* start *

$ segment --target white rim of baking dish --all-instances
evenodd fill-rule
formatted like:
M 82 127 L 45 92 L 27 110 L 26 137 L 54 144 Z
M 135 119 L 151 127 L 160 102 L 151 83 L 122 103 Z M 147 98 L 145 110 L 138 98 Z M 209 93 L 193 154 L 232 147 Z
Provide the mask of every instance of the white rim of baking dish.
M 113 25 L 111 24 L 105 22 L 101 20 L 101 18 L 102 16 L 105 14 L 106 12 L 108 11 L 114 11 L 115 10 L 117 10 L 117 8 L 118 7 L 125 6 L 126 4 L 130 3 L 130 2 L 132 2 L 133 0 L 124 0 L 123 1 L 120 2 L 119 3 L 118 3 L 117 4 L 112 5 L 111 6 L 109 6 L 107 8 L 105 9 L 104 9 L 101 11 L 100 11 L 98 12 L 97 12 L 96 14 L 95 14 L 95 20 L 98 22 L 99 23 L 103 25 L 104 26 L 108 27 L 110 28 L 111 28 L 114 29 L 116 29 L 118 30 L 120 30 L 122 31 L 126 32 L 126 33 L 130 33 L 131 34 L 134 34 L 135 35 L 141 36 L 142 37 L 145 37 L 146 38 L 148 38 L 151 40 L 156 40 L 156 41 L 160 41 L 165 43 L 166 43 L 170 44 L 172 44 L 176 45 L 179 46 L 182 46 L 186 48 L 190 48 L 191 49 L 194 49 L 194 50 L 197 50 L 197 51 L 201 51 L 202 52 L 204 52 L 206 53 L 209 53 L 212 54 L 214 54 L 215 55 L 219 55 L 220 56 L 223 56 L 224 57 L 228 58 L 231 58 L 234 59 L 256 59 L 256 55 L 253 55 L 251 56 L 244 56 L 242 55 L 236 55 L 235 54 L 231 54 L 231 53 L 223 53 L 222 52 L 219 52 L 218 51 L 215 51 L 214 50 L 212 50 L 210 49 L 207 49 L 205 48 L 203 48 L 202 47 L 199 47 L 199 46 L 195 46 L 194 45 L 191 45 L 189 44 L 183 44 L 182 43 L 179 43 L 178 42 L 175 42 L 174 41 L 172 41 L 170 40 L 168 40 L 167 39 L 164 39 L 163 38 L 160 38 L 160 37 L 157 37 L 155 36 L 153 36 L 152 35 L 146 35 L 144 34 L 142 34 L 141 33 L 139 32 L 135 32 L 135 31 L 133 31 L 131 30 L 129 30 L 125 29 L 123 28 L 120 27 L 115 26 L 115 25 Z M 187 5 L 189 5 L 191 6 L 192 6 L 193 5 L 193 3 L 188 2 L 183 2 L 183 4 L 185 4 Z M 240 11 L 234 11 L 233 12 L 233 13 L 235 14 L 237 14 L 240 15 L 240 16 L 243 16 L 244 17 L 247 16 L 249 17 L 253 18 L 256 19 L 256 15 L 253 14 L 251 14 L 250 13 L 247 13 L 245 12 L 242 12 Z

* end *

**Task**. Quote every line of the data, word for word.

**Task output**.
$ segment --target white rim of baking dish --all-instances
evenodd fill-rule
formatted like:
M 82 127 L 45 92 L 27 110 L 26 137 L 54 144 Z
M 135 119 L 151 127 L 160 102 L 151 83 L 122 103 Z M 147 98 L 145 110 L 138 98 Z M 209 93 L 193 154 L 232 147 Z
Provide the mask of every instance of the white rim of baking dish.
M 113 25 L 111 24 L 105 22 L 101 20 L 101 18 L 102 16 L 105 14 L 106 12 L 108 11 L 114 11 L 115 10 L 117 10 L 117 8 L 118 7 L 125 6 L 126 4 L 130 3 L 130 2 L 132 2 L 133 0 L 124 0 L 123 1 L 120 2 L 119 3 L 118 3 L 117 4 L 112 5 L 111 6 L 109 6 L 107 8 L 105 9 L 104 9 L 101 11 L 100 11 L 98 12 L 97 12 L 96 14 L 95 14 L 95 20 L 98 22 L 99 23 L 103 25 L 104 26 L 108 27 L 110 28 L 111 28 L 114 29 L 116 29 L 118 30 L 120 30 L 122 31 L 126 32 L 126 33 L 130 33 L 131 34 L 134 34 L 135 35 L 141 36 L 142 37 L 145 37 L 146 38 L 148 38 L 151 40 L 156 40 L 156 41 L 160 41 L 165 43 L 166 43 L 170 44 L 172 44 L 176 45 L 179 46 L 182 46 L 186 48 L 190 48 L 191 49 L 194 49 L 194 50 L 197 50 L 197 51 L 201 51 L 202 52 L 204 52 L 206 53 L 209 53 L 212 54 L 214 54 L 215 55 L 219 55 L 220 56 L 223 56 L 224 57 L 228 58 L 231 58 L 234 59 L 256 59 L 256 55 L 253 55 L 251 56 L 244 56 L 242 55 L 236 55 L 235 54 L 231 54 L 231 53 L 223 53 L 222 52 L 219 52 L 218 51 L 215 51 L 214 50 L 212 50 L 210 49 L 207 49 L 205 48 L 203 48 L 202 47 L 199 47 L 199 46 L 195 46 L 194 45 L 191 45 L 189 44 L 183 44 L 182 43 L 179 43 L 178 42 L 175 42 L 174 41 L 172 41 L 170 40 L 168 40 L 167 39 L 164 39 L 163 38 L 160 38 L 160 37 L 157 37 L 155 36 L 153 36 L 152 35 L 146 35 L 144 34 L 142 34 L 141 33 L 139 32 L 135 32 L 135 31 L 133 31 L 131 30 L 129 30 L 125 29 L 123 28 L 120 27 L 115 26 L 115 25 Z M 187 5 L 189 5 L 191 6 L 192 6 L 193 5 L 193 3 L 188 2 L 183 2 L 183 4 L 185 4 Z M 240 11 L 234 11 L 233 12 L 233 13 L 235 14 L 237 14 L 240 15 L 240 16 L 243 16 L 244 17 L 247 16 L 249 17 L 253 18 L 256 19 L 256 15 L 253 14 L 251 14 L 250 13 L 247 13 L 245 12 L 242 12 Z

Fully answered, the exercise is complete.